_What is asked_
Copy all the material below, exactly as it stands.

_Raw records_
──────────
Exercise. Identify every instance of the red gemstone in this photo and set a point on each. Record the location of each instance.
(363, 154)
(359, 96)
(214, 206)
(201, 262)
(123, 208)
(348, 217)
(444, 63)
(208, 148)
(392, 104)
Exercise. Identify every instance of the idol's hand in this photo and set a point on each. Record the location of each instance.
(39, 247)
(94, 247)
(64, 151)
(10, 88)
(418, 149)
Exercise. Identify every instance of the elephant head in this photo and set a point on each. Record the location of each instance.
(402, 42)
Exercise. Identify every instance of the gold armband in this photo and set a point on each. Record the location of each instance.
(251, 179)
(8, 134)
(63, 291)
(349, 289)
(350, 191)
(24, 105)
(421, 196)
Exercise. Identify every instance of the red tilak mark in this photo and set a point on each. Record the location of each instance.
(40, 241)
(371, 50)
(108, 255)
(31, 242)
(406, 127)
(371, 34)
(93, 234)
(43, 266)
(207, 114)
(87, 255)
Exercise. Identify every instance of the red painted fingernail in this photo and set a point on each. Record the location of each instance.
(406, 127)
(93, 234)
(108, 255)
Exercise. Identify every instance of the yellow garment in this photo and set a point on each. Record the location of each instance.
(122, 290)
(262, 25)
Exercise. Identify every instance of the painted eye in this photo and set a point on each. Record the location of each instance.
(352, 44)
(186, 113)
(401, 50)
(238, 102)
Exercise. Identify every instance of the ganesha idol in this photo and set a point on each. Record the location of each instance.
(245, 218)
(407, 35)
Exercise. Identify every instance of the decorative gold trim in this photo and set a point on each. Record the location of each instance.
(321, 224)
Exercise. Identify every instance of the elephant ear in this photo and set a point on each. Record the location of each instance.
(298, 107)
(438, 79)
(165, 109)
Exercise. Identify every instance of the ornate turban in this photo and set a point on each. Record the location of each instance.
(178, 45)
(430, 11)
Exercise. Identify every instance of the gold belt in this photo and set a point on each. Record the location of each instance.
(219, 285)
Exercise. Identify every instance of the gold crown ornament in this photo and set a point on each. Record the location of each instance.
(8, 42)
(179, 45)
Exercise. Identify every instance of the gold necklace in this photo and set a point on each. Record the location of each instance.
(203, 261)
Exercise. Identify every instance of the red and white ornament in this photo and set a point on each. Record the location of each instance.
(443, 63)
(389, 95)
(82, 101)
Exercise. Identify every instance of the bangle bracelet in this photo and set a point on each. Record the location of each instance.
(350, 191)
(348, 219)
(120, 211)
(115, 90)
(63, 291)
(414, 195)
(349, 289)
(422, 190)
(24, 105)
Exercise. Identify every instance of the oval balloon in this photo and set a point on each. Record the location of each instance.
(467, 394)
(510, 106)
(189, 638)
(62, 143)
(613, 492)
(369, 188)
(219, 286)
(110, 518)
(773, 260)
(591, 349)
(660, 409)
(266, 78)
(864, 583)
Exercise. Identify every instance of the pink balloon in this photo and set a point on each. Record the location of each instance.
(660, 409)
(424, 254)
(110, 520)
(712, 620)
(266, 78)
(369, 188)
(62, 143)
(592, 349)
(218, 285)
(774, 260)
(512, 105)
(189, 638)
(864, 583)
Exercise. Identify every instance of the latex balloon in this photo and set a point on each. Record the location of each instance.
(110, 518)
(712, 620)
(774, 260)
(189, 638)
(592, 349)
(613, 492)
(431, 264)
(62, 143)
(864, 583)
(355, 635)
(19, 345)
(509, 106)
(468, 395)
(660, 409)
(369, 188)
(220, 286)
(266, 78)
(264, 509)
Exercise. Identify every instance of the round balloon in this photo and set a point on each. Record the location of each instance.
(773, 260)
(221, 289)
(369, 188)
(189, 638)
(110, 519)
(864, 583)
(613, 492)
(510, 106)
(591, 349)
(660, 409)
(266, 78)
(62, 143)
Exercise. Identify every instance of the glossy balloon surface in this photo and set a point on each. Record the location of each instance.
──────────
_Complete output_
Exercise. Identify every instance of the red gemstone in this photo and set a point on each. Record the location of each instance.
(363, 154)
(359, 96)
(214, 206)
(201, 262)
(123, 208)
(348, 217)
(444, 63)
(208, 148)
(392, 104)
Exercise. Identify every instance of the idol's hand in this photo and set a point on each. Record the location of each instance.
(39, 247)
(94, 247)
(64, 151)
(10, 88)
(418, 149)
Exercise. Identify every instance of the elephant head in this photo and set a point on each. Record the location of each instance.
(402, 42)
Exercise. Identify every instance of the gold armband in this photo and set a point on each. Record the location of each instance.
(251, 179)
(8, 134)
(63, 291)
(349, 289)
(350, 191)
(24, 105)
(421, 196)
Exercise. Identify every instance of the red tilak mark in this photo and set a point on each. Record the location of each instance.
(40, 241)
(371, 50)
(108, 255)
(31, 242)
(406, 127)
(371, 34)
(93, 234)
(43, 266)
(207, 114)
(87, 255)
Exercise. Identify every instance of the red painted fingernail in this photo and set a point on each. Record the location of each instance.
(406, 127)
(93, 234)
(108, 255)
Exercise. Identify every instance of the yellow garment in this photo and set a point on each. Record the location of each instance.
(122, 290)
(262, 25)
Exercise. Identify every instance of the painted eye in this photo and set a point on each. Record the location of each instance.
(352, 44)
(186, 113)
(401, 50)
(238, 102)
Exercise. Identify every instance of the ganesha idol in this photo and set a point on each. Record the location of each instance.
(245, 218)
(407, 35)
Exercise. Identify every instance of the decorative gold trim in this photo and set a point on each. Record the location of each instance.
(321, 224)
Exercise. Identify every instance of the elephant ear in this photo and set a point on each. Record the location of each instance.
(298, 107)
(438, 79)
(165, 109)
Exercise. Identify every instance of the ornate turban in this photo and set a point on each. Record the location of each instance.
(178, 45)
(430, 11)
Exercise. Identify every instance of the gold belt in this photo and set a point on each. Record the location of each instance.
(219, 285)
Exercise. Identify every instance of the gold crown ornament in this photo and set a point on each. Record the location of each instance.
(8, 42)
(179, 45)
Exercise. Identify every instance of the gold necklace in this photo and set a point on each. Record the location of each instance.
(203, 261)
Exercise. Identify every instance of the red and white ornament in this photo and set a point on each. Record the location of each instance.
(443, 63)
(389, 95)
(82, 101)
Exercise. Identify every instance of the bangle bracelet in this photo and set a point on each. Record the location of each instance.
(350, 191)
(348, 219)
(120, 211)
(115, 90)
(63, 291)
(414, 195)
(349, 289)
(422, 190)
(24, 105)
Exercise. Identify every instance of the oval balloon in this photo and set a point on each. Record the location of each instance.
(467, 394)
(510, 106)
(189, 638)
(62, 143)
(613, 492)
(369, 188)
(219, 286)
(110, 518)
(773, 260)
(591, 349)
(660, 409)
(266, 78)
(864, 583)
Exercise. Identify every instance of the pink balloon in this photo and set a point on each. Record the location of each instance.
(660, 409)
(424, 254)
(110, 520)
(712, 620)
(266, 78)
(369, 188)
(62, 143)
(592, 349)
(218, 285)
(774, 260)
(512, 105)
(189, 638)
(864, 583)
Exercise. Identify every instance of the latex balloon in this photo and set a point on each. Record the location of each instance.
(110, 518)
(712, 620)
(774, 260)
(189, 638)
(592, 349)
(613, 492)
(431, 264)
(62, 143)
(864, 583)
(355, 635)
(19, 345)
(509, 106)
(468, 395)
(660, 409)
(369, 188)
(220, 286)
(266, 78)
(264, 509)
Exercise. Identify every instance of the round balloon in this photo and set a point on each. Record the location of each instance.
(773, 260)
(221, 289)
(369, 188)
(189, 638)
(110, 519)
(864, 583)
(613, 492)
(510, 106)
(591, 349)
(660, 409)
(266, 78)
(62, 143)
Exercise. Identify every instance of the glossy balloon surface in this photo and set a point on each. Record the location of each instance.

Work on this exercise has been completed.